**Data provided**
"""

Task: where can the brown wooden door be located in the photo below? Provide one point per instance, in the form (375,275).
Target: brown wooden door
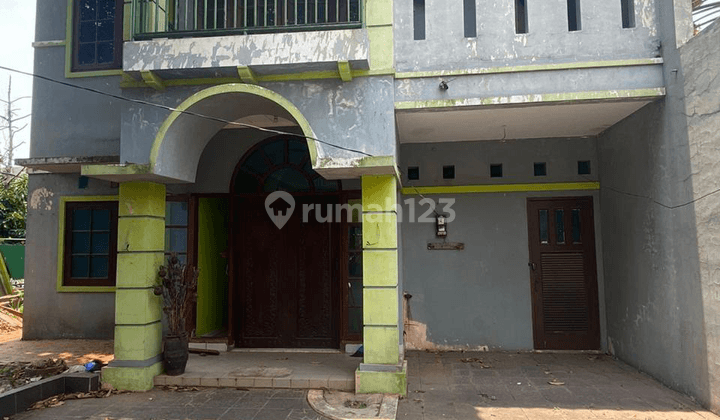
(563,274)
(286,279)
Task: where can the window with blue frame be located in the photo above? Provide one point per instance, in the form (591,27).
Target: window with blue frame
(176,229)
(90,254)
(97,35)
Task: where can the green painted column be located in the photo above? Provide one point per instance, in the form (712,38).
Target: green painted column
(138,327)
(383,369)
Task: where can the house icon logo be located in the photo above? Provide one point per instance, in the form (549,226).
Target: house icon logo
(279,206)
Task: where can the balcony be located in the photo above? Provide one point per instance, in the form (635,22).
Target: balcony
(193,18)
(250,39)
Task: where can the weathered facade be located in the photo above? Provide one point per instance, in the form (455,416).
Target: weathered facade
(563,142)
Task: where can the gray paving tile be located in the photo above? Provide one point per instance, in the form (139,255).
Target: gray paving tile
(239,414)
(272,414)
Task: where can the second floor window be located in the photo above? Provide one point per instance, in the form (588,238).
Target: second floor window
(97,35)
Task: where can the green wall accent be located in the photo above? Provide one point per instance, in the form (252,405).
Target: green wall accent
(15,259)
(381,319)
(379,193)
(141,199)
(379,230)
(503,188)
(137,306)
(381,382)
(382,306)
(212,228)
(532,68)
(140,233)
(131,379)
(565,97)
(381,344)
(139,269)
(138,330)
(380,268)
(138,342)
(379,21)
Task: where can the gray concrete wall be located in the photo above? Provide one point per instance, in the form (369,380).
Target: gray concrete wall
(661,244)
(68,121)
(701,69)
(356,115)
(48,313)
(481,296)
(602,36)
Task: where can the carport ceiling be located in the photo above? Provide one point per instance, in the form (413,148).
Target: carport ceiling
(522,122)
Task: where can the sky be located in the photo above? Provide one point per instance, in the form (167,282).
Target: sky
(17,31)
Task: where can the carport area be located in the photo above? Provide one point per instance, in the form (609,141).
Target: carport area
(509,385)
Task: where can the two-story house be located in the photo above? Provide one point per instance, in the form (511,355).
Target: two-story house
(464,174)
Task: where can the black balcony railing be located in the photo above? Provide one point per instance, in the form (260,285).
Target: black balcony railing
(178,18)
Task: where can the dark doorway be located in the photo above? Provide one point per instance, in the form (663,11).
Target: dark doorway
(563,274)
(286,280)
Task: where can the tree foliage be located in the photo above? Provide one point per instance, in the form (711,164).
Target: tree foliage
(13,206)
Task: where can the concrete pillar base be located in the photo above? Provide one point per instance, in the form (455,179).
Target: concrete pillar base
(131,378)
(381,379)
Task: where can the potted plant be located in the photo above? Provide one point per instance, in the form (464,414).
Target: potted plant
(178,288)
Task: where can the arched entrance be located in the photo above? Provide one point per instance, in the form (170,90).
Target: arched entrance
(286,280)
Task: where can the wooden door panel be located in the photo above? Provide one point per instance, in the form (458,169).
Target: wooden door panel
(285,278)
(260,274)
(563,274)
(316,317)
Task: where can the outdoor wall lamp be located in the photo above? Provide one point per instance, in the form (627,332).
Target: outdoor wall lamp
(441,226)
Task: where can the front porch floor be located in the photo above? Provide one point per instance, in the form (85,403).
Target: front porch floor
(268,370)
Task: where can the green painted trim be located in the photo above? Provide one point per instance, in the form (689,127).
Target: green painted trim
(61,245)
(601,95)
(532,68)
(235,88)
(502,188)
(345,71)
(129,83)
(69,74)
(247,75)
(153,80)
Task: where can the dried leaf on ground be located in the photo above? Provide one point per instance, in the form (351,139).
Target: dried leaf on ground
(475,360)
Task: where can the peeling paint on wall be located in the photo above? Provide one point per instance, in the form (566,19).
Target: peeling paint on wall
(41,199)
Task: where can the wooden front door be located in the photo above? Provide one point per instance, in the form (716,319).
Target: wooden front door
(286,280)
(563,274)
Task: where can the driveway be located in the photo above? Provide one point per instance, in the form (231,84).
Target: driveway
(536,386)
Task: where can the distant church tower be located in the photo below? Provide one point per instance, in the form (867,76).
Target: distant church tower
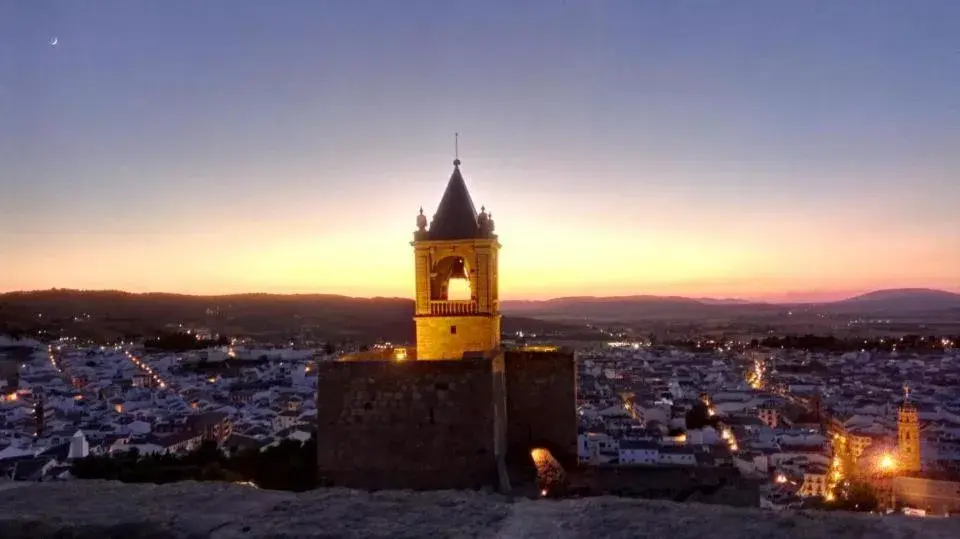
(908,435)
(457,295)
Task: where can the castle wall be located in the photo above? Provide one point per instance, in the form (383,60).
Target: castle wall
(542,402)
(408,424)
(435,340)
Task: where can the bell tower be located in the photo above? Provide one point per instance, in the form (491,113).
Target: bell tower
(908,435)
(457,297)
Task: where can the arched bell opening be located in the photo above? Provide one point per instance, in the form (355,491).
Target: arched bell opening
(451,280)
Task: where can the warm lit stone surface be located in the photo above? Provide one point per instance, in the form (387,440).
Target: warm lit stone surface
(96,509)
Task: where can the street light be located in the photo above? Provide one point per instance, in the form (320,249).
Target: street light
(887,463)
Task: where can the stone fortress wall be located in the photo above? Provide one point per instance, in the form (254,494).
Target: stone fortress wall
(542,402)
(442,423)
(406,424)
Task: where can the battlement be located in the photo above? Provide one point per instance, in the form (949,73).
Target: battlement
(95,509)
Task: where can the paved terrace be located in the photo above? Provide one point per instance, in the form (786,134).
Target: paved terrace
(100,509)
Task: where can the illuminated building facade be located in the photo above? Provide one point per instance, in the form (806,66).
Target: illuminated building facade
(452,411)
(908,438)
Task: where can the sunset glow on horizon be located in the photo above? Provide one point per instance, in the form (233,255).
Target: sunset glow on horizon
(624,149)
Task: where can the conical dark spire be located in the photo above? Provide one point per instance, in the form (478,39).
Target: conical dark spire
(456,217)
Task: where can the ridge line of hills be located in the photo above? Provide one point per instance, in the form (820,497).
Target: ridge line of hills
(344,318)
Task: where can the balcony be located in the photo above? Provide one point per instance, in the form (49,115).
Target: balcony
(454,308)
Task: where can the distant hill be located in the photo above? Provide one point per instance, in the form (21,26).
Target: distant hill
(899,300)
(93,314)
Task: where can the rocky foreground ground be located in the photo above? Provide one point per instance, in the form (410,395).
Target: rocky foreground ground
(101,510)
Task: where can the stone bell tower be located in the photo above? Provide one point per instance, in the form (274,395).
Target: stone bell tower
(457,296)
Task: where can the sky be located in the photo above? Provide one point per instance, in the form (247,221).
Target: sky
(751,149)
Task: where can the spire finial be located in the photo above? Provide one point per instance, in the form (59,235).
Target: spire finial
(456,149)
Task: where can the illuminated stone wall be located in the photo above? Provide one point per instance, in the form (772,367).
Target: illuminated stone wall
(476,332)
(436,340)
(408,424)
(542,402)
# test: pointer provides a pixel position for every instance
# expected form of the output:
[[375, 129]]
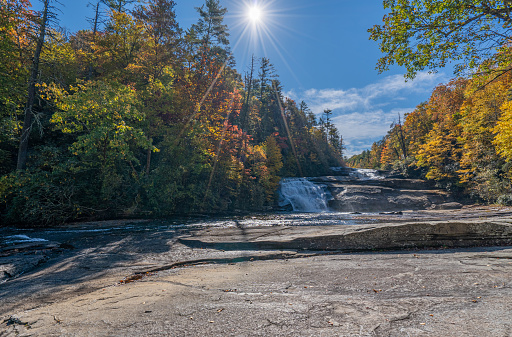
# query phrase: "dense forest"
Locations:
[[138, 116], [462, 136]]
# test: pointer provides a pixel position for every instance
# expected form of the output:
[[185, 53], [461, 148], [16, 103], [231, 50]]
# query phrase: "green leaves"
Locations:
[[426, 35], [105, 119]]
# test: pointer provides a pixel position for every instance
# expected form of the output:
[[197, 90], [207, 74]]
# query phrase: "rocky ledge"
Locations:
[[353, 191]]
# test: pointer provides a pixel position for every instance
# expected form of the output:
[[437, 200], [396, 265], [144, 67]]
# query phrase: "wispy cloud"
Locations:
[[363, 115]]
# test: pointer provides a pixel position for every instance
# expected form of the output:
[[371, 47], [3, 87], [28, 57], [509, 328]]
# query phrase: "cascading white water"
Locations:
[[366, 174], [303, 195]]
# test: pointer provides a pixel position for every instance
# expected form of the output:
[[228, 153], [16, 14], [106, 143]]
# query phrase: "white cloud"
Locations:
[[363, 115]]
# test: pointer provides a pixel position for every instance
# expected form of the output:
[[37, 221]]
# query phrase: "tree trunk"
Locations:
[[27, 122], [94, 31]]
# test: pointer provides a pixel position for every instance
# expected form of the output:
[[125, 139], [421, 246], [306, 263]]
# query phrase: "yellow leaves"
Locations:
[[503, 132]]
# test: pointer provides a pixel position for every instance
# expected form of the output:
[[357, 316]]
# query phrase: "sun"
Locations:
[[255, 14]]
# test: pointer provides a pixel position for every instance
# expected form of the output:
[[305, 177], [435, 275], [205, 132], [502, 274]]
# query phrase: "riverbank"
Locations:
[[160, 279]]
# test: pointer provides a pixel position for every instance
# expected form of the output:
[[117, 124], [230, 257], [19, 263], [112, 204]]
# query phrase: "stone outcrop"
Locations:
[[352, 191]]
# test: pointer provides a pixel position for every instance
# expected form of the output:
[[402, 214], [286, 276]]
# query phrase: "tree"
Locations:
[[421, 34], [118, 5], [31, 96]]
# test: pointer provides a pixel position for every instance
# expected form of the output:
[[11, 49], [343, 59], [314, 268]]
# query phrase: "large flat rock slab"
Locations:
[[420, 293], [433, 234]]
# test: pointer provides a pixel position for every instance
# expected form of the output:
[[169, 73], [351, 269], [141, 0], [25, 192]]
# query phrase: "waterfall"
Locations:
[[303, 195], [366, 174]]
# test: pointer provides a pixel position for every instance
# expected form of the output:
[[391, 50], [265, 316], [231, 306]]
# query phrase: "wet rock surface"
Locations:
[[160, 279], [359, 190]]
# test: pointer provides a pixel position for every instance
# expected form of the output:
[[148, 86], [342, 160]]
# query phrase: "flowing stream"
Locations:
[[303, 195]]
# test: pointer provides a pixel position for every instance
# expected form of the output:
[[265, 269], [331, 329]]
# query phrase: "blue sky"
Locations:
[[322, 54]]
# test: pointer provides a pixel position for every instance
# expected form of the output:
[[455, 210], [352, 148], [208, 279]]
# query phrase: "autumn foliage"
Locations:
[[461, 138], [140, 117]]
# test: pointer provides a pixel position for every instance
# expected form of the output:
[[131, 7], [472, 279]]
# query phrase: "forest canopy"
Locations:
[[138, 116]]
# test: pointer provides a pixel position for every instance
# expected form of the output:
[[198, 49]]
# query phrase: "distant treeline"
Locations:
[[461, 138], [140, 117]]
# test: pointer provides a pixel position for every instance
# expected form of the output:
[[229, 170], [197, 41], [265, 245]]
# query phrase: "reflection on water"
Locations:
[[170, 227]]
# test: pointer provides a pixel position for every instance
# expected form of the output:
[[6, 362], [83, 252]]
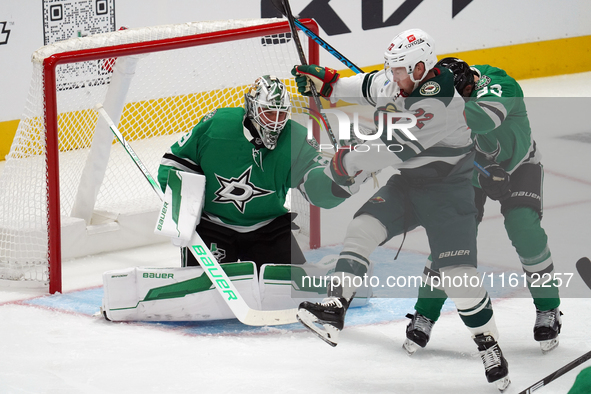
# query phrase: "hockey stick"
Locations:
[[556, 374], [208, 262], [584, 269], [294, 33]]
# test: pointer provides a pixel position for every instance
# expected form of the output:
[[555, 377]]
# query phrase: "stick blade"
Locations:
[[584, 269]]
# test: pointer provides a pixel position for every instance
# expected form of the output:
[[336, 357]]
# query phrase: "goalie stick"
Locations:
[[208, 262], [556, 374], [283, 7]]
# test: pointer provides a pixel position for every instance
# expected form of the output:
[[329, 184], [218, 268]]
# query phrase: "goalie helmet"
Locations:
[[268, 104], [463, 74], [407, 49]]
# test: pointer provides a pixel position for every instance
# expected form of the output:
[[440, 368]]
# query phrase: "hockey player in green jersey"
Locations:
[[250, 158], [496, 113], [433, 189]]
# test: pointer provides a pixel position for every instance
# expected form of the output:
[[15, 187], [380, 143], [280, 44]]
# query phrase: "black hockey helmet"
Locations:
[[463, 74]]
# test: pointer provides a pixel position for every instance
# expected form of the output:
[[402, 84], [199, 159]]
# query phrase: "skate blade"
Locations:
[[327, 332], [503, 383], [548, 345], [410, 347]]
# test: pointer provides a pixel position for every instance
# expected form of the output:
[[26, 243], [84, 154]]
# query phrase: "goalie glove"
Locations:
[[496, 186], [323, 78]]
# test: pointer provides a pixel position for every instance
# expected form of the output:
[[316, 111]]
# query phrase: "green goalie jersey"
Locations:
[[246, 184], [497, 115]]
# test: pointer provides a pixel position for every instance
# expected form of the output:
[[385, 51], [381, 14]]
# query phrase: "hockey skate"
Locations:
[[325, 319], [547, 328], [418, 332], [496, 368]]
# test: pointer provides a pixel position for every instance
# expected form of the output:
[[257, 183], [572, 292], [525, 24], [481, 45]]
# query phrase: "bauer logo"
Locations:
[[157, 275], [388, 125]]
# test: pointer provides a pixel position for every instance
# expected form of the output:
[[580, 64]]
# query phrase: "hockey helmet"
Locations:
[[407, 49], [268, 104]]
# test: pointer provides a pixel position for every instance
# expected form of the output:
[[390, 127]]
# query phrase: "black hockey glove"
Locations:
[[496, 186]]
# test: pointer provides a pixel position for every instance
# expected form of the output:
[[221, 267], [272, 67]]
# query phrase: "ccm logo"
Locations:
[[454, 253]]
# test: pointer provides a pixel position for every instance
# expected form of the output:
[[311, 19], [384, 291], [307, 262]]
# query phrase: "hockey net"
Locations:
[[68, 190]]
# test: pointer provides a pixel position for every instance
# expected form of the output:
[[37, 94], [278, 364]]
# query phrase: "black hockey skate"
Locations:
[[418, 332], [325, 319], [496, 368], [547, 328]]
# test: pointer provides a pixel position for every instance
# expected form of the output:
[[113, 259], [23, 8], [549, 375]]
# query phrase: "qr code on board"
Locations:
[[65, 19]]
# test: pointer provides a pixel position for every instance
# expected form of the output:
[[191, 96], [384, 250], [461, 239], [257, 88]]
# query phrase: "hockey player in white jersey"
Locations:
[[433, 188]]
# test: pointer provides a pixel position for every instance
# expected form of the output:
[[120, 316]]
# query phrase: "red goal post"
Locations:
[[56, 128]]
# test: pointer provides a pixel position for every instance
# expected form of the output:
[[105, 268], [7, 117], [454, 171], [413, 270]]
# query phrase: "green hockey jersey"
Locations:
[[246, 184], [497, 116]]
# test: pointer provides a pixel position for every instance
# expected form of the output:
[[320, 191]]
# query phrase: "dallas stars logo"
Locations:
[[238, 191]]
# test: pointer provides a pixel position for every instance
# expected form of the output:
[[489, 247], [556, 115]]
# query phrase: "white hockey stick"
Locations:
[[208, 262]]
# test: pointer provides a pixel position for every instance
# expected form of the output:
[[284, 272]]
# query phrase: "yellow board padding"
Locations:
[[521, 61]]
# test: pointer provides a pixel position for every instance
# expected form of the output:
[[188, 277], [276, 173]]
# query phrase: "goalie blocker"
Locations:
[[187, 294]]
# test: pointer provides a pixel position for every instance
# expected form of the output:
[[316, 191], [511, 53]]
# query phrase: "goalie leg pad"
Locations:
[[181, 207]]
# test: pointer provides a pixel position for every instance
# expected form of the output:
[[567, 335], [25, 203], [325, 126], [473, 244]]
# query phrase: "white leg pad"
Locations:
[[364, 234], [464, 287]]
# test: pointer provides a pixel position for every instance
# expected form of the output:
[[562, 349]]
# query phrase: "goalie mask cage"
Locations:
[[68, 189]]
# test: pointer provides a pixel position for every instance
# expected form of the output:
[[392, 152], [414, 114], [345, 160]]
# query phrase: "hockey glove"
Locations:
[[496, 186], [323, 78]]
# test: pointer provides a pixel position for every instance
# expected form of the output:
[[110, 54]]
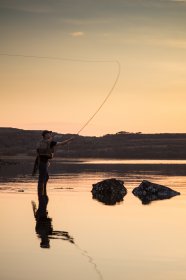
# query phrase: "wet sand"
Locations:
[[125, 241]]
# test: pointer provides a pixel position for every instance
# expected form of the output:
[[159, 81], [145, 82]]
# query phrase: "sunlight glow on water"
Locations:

"""

**Stated goal**
Return every line of the data above that contains the string "entrance".

**Written response**
Task: where can the arched entrance be located in the photo above? Provide one point per instance, in the form (170,90).
Target: arched entrance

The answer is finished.